• **What you need to do**
Identify each line below that contains the string "water", and copy those lines in full.
■ ■ ■
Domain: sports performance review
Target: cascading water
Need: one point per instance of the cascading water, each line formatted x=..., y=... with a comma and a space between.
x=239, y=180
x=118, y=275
■ ■ ■
• **Output for this exercise**
Target: cascading water
Need: one point per instance of the cascading water, each line formatted x=..., y=... with a comma and a space between.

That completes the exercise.